* Material provided
**********

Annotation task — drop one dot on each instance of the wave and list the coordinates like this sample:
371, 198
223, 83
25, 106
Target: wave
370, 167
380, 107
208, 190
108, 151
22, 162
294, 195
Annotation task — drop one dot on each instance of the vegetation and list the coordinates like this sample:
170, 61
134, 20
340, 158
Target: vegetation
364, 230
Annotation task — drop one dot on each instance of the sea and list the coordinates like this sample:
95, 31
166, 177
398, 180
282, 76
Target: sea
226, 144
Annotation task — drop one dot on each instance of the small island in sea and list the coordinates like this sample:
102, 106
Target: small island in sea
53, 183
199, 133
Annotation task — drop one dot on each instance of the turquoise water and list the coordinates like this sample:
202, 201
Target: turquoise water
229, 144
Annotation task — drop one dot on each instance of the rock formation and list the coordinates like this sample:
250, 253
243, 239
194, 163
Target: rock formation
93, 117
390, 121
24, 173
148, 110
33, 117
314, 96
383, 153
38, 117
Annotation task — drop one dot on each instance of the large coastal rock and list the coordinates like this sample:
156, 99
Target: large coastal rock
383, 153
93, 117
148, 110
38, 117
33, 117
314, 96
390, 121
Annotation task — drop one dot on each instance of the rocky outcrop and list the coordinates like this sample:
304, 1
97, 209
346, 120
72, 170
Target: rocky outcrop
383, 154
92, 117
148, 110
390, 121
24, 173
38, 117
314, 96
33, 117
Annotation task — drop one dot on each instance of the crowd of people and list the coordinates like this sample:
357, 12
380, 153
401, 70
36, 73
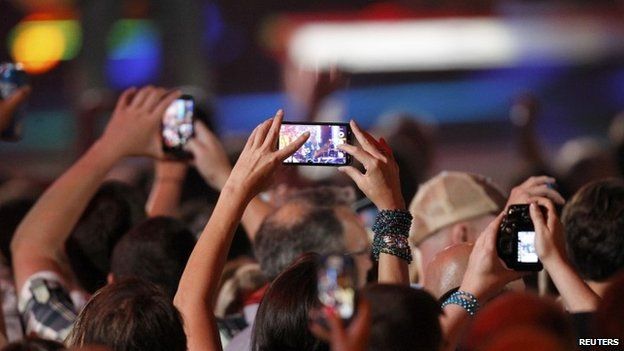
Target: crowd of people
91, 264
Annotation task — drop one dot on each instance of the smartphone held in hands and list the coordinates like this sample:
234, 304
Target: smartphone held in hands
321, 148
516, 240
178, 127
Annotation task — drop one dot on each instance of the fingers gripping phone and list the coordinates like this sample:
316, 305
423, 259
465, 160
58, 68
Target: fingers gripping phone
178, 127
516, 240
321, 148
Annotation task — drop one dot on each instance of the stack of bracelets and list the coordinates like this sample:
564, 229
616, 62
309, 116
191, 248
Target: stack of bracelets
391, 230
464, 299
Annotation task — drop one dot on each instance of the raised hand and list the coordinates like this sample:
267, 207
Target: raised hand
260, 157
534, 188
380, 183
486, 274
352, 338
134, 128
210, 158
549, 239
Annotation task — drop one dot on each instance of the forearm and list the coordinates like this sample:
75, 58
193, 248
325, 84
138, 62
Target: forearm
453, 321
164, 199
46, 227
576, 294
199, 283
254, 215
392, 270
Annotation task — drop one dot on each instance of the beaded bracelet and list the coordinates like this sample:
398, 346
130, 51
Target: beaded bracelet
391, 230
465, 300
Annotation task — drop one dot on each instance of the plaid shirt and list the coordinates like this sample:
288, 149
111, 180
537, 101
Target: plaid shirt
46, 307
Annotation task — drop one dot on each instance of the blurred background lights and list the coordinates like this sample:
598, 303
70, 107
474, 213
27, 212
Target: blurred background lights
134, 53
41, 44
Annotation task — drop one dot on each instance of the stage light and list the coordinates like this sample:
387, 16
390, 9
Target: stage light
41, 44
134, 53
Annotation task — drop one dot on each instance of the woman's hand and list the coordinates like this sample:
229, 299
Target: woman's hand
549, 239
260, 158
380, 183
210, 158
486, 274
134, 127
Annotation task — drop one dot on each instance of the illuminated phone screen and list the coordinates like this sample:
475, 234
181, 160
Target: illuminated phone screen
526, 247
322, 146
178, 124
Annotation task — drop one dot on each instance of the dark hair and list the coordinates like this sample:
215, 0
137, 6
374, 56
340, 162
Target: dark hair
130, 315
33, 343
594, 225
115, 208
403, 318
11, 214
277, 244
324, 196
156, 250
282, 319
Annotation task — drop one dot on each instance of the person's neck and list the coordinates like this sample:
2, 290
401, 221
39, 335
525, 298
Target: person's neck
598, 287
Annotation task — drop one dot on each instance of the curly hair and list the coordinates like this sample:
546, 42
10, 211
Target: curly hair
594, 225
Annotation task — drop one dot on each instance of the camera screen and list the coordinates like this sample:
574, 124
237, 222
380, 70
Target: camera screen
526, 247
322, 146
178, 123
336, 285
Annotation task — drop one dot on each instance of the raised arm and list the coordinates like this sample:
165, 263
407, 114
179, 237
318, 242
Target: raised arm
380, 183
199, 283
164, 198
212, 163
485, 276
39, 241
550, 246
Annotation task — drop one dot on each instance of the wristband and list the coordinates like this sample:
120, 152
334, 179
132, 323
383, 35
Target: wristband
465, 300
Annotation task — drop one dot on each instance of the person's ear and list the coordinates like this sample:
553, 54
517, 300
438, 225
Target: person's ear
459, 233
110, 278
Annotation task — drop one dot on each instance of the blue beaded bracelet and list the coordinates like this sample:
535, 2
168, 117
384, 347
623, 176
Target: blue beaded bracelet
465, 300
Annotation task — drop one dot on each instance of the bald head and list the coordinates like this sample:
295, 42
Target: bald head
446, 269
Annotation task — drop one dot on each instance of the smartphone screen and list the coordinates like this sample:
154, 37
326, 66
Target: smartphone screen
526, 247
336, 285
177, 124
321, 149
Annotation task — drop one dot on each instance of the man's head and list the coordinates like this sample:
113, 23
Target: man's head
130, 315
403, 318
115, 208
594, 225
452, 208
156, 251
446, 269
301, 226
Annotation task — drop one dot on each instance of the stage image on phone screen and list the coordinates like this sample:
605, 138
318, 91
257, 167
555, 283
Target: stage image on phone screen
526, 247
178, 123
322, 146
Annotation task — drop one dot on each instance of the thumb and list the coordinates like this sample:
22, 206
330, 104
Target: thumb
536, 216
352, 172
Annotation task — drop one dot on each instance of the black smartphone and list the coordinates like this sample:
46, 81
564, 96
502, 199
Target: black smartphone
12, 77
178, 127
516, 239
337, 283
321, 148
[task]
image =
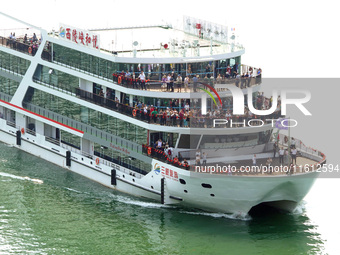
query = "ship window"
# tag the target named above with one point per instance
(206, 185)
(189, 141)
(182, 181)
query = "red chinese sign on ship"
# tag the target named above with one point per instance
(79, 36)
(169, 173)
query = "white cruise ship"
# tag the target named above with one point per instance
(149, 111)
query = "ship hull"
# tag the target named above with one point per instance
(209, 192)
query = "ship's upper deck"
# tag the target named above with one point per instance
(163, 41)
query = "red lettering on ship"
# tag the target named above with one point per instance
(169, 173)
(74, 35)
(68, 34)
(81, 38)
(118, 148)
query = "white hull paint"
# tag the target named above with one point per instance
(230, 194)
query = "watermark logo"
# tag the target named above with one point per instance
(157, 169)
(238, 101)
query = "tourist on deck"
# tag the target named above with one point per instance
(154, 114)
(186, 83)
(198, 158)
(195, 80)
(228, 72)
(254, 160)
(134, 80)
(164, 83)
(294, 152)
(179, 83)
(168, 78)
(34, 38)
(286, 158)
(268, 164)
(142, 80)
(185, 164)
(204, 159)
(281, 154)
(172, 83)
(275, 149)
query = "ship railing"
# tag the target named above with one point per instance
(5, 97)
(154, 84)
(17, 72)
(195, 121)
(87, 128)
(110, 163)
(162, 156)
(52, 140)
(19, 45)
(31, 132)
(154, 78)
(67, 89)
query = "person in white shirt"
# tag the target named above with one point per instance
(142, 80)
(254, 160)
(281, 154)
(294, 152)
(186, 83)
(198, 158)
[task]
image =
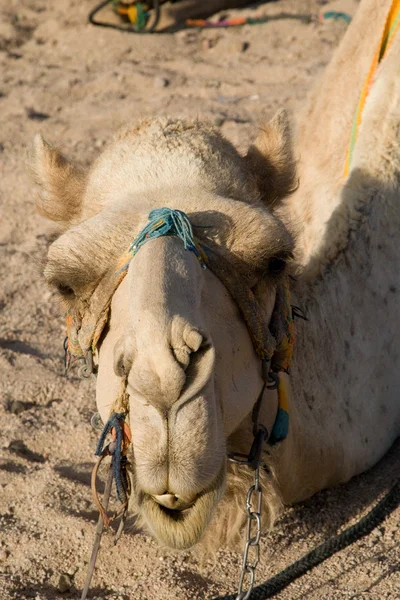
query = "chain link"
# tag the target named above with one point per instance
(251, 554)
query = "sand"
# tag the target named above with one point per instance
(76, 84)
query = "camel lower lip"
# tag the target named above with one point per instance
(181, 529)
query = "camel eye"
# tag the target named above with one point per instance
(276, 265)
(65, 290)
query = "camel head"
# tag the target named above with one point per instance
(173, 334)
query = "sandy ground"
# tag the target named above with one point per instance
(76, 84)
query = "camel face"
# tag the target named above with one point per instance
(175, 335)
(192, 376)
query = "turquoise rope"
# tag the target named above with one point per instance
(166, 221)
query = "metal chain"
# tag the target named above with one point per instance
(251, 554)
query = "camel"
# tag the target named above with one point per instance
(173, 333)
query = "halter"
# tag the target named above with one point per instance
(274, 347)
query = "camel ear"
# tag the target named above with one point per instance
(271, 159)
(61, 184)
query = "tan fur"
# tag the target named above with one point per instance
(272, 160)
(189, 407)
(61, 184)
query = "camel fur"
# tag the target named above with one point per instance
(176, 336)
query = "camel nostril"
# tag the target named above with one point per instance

**********

* Task prompt
Locate the lines above that contain "hull" and copy them.

* Your solution
query = "ship hull"
query = "white hull paint"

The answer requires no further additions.